[Opening Record excerpts section]

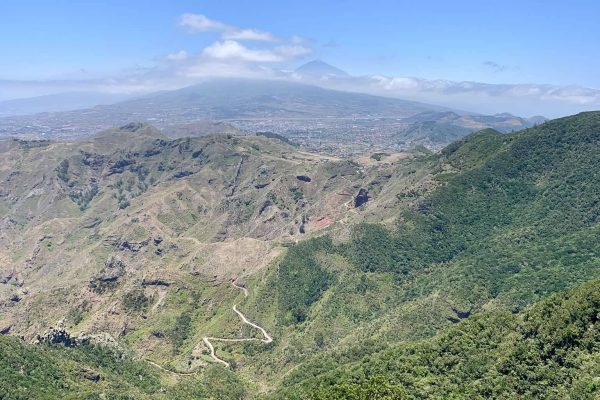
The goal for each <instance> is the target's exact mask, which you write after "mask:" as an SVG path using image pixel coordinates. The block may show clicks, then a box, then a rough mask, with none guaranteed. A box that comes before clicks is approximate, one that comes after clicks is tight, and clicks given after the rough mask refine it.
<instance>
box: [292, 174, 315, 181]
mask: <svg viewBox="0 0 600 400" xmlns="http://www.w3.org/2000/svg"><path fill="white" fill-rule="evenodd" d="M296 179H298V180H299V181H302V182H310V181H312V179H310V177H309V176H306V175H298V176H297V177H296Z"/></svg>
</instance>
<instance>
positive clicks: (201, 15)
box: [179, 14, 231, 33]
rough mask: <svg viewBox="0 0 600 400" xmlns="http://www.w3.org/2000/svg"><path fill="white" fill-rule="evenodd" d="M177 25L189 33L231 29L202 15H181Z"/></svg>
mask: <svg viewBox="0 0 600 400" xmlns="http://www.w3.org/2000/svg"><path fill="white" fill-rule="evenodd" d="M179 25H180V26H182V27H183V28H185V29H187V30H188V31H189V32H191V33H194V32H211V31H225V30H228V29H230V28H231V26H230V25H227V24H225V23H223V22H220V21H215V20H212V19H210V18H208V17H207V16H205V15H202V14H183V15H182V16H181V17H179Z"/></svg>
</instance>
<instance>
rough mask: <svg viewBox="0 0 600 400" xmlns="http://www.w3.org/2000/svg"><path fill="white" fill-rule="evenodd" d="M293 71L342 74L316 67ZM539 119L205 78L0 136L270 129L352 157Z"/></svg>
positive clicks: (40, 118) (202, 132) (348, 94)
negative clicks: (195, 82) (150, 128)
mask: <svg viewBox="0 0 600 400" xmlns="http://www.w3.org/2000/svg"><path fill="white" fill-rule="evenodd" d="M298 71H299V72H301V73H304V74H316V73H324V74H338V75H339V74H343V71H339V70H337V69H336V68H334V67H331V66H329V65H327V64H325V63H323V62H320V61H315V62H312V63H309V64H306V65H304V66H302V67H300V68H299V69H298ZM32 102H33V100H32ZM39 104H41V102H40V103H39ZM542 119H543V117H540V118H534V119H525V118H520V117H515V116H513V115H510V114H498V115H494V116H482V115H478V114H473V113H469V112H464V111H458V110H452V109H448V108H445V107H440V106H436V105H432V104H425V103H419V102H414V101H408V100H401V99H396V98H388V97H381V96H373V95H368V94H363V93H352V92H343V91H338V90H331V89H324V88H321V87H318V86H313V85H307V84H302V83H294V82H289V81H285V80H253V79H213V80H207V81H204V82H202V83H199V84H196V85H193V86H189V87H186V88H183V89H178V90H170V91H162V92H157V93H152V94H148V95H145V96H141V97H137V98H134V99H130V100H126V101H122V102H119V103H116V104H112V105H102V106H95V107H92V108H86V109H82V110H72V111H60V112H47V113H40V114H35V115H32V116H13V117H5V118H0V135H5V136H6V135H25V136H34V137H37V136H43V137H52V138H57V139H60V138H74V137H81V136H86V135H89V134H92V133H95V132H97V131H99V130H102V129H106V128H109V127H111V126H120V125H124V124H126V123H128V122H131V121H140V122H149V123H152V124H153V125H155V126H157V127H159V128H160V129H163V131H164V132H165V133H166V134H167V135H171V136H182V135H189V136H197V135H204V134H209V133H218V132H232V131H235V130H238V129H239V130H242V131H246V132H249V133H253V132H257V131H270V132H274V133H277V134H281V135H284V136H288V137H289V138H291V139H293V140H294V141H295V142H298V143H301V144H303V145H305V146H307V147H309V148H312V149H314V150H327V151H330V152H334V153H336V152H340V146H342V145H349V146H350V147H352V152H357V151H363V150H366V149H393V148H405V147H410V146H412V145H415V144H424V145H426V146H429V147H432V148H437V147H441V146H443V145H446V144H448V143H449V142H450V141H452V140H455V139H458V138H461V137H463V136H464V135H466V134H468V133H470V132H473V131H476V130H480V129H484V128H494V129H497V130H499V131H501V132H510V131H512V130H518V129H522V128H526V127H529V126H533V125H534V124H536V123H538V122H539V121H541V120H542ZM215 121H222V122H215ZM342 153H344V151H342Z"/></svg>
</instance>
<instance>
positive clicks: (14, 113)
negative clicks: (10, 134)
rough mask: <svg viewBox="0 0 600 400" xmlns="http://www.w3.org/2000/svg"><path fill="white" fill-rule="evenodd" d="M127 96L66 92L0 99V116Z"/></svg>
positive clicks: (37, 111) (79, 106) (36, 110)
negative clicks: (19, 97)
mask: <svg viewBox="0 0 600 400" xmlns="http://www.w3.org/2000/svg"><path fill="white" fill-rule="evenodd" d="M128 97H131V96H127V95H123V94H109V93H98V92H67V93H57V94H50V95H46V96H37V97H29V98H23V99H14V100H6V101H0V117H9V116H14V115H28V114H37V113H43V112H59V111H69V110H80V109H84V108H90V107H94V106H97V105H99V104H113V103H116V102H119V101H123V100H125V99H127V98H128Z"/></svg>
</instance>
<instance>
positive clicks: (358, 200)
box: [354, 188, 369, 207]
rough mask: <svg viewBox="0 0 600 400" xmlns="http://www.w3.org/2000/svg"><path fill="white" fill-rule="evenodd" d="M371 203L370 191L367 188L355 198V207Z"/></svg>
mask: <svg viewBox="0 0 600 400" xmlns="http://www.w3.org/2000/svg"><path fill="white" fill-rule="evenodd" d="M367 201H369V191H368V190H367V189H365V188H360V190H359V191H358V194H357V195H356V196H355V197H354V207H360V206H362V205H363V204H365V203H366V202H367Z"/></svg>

[Closing Record excerpts section]
[Opening Record excerpts section]

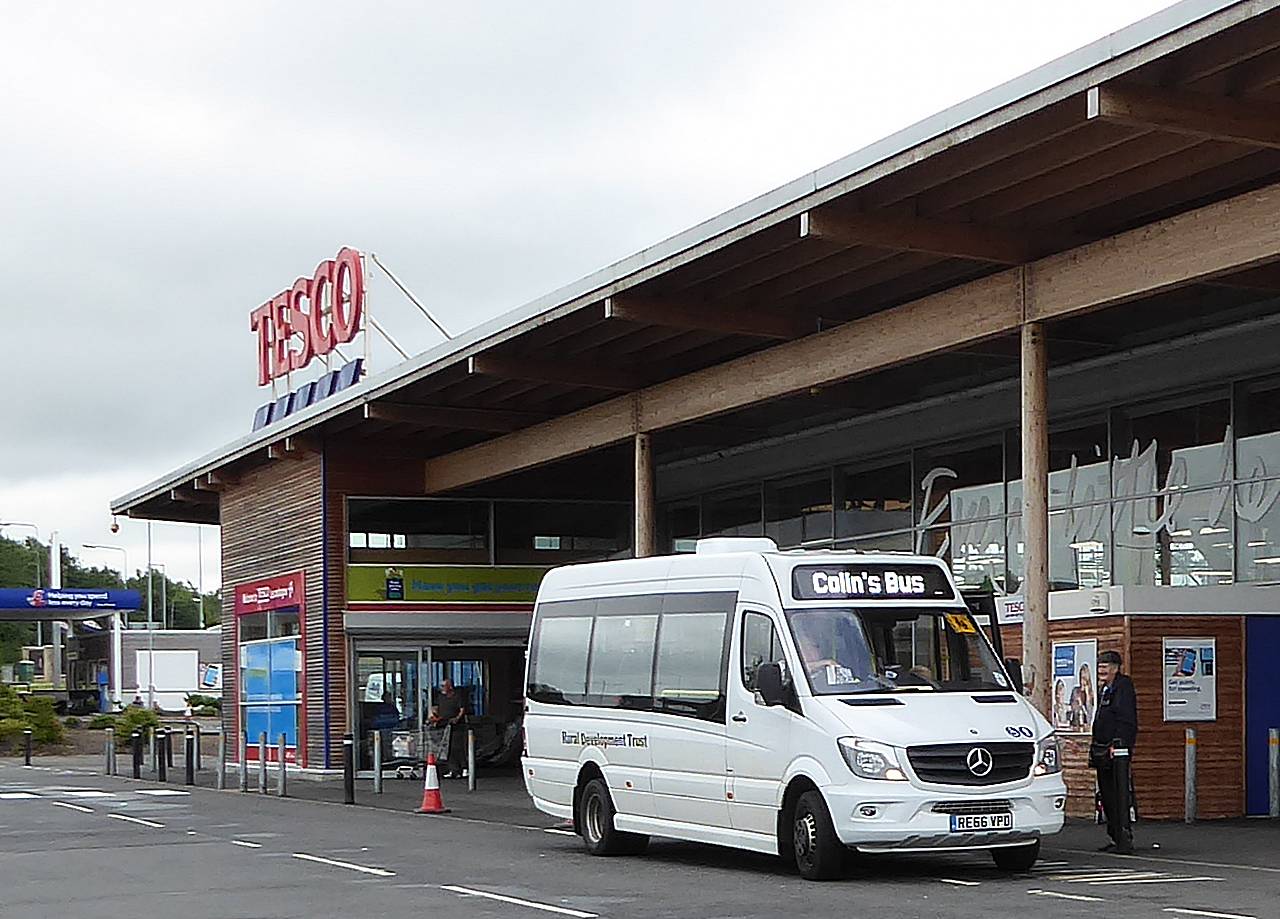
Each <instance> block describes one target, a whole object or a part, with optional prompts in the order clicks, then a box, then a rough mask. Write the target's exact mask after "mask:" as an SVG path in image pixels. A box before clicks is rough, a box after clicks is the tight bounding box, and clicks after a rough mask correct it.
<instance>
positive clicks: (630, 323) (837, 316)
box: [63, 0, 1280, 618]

[Closing Record excerpts section]

Go to the line in the material above that contains "The goal for" and copy exactly from there through the line that contains "positive clicks: (40, 118)", stopping after it.

Answer for the task:
The goal for each <instance> is the target's exact mask, which you write after "mask:" as an SVG path using image pixel coordinates. The block may show clicks, then a box, then a rough mask, with none guaranteed. A box that comes before clicks is approximate, one that comes after clicks is tight, and clicks given after the rough mask refine it.
<instance>
box: [292, 174, 315, 181]
mask: <svg viewBox="0 0 600 400" xmlns="http://www.w3.org/2000/svg"><path fill="white" fill-rule="evenodd" d="M296 179H298V180H299V181H302V182H310V181H312V179H310V177H309V176H306V175H298V176H297V177H296Z"/></svg>
</instance>
<instance>
positive clicks: (201, 15)
box: [179, 14, 231, 33]
rough mask: <svg viewBox="0 0 600 400" xmlns="http://www.w3.org/2000/svg"><path fill="white" fill-rule="evenodd" d="M177 25L189 33L231 29L202 15H181Z"/></svg>
mask: <svg viewBox="0 0 600 400" xmlns="http://www.w3.org/2000/svg"><path fill="white" fill-rule="evenodd" d="M179 25H180V26H182V27H183V28H185V29H187V30H188V31H189V32H191V33H194V32H211V31H225V30H228V29H230V28H231V26H230V25H227V24H225V23H223V22H220V21H215V20H212V19H210V18H208V17H207V16H205V15H202V14H183V15H182V16H181V17H179Z"/></svg>
</instance>
<instance>
rough mask: <svg viewBox="0 0 600 400" xmlns="http://www.w3.org/2000/svg"><path fill="white" fill-rule="evenodd" d="M293 71L342 74L316 67ZM539 119L205 78L0 136L270 129L352 157Z"/></svg>
positive clicks: (40, 118) (202, 132) (348, 94)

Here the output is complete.